--- start Supplied material ---

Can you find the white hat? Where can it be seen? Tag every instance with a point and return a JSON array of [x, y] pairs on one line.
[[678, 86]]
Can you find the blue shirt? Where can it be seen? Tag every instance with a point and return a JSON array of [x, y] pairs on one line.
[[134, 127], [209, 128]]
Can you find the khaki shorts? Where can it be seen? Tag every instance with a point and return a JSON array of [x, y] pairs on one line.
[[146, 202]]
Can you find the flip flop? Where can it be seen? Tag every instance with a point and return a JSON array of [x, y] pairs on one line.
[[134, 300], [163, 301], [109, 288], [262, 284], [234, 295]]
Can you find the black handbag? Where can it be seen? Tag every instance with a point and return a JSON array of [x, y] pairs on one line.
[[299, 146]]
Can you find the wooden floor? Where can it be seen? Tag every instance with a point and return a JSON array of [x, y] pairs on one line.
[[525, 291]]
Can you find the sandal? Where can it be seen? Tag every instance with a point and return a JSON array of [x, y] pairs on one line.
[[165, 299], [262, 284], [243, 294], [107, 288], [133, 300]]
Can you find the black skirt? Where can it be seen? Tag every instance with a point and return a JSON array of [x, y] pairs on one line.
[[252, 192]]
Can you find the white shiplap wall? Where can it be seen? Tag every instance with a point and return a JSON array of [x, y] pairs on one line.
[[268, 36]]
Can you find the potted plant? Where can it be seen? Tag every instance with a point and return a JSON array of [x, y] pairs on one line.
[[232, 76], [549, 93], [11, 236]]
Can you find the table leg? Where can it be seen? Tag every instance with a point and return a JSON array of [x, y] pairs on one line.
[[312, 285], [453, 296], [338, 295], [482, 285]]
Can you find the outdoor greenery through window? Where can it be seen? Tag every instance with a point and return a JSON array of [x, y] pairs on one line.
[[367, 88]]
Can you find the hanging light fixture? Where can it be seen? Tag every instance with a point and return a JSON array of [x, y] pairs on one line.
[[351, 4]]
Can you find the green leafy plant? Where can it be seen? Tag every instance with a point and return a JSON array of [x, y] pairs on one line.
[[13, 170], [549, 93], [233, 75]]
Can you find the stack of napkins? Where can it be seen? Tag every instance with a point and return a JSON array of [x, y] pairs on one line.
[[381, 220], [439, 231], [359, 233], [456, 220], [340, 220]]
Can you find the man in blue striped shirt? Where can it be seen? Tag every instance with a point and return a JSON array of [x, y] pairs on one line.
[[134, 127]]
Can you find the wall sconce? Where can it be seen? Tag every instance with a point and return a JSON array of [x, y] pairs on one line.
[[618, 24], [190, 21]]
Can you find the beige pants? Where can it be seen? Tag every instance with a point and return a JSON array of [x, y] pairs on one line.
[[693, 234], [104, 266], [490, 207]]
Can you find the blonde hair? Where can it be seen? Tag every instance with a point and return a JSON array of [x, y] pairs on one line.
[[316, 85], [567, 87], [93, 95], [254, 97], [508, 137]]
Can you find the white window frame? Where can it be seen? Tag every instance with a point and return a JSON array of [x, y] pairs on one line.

--- end Supplied material ---

Rewrite the listing above, changing each occurrence of "on one line" to "on a single line" and leaving everything else unchanged.

Can you find the white hat? Where can it be seen? Tag every instance with a point and return a JSON array of [x, y] pairs on a single line.
[[678, 86]]
Can you find the blue shirt? Where can it be seen? Tag every instance with a point and return a JSON array of [x, y] pairs on a single line.
[[134, 127], [209, 128]]
Can you find the khaki shorts? Where can it be seen? Tag every instance with a point and return a JSON array of [x, y] pairs on a single line.
[[146, 202]]
Can you find the flip flop? Where can it be seen? Tag every instance with a point and return a JSON array of [x, y] pairs on a single line.
[[134, 300], [163, 301], [109, 288], [262, 284], [234, 295]]
Can you find the black handbag? Where can it be seen? Tag every instance with a point and return a JSON array of [x, y] pairs on a single line.
[[299, 146]]
Can you find the wooden floor? Where can it be seen? Tag every instance with a point and return a JSON array of [x, y] pairs on a single line.
[[525, 291]]
Can you find the sandal? Where can it be seen? Tag every instance with a point and return a JSON array of [x, y] pairs on a single line.
[[165, 299], [262, 284], [243, 294], [107, 288], [133, 300]]
Can you find the black skirt? Where can it be seen? Tag every instance with a point and return a JSON array of [x, y] pairs on a single line.
[[252, 192]]
Can you find the white shiplap wall? Where can it be seen? Tag every instance with a point and return a JSON array of [x, y] pairs on a single line.
[[268, 36]]
Can you find the potted plant? Where can it be seen? Tag every instance with a point and return a JSON array of [x, y] pairs on a single line.
[[232, 76], [549, 93], [11, 236]]
Can you find the table leg? Where can it be seen? Tag every instance with a point and return a JSON array of [x, y] pairs on a single line.
[[312, 285], [453, 296], [338, 295], [482, 285]]
Can you find the outdoor greenery through window? Where can it be seen? Tag every instance with a point and return a JSON array of [x, y] pairs on a single line.
[[367, 88]]
Can you find the hanging light fixture? Where can it be seen? Tag every instance with a point and return a JSON array of [x, y] pairs on a single line.
[[351, 4]]
Can you find the green leafy plant? Where can it be seen? Tag every instance with a point and return a JSON array of [x, y] pairs on a single line.
[[13, 170], [549, 93], [233, 75]]
Can you find the stack of napkins? Where can it be seen? Tag every instance with a point and return a JSON array of [x, y] pairs on a single line.
[[381, 220], [439, 231], [359, 233], [456, 220], [340, 220]]
Can you find the man in blue striped shirt? Where can it be seen? Tag every instance with a point and return a JSON array of [x, y] pairs on a single line.
[[134, 127]]
Can you find the wall sconce? Where can it be seen? Tag every instance with a point and return a JSON array of [x, y] pairs on a single line.
[[618, 24], [190, 21]]
Can you find the beige pants? Where can it be seen? Tag every instance with a point and return a JSON array of [x, y] pairs on a single line.
[[693, 234], [104, 266], [490, 207]]
Can you find the blonde hair? Where can it be seen? Tag every instance with a point and return a JSON array of [x, y] pairs on a single line.
[[316, 85], [567, 87], [93, 95], [254, 97], [508, 137]]
Can you find the white window frame? Where can it be seen? Tag every instance with a point and return a JSON array of [x, y] pairs on a single line.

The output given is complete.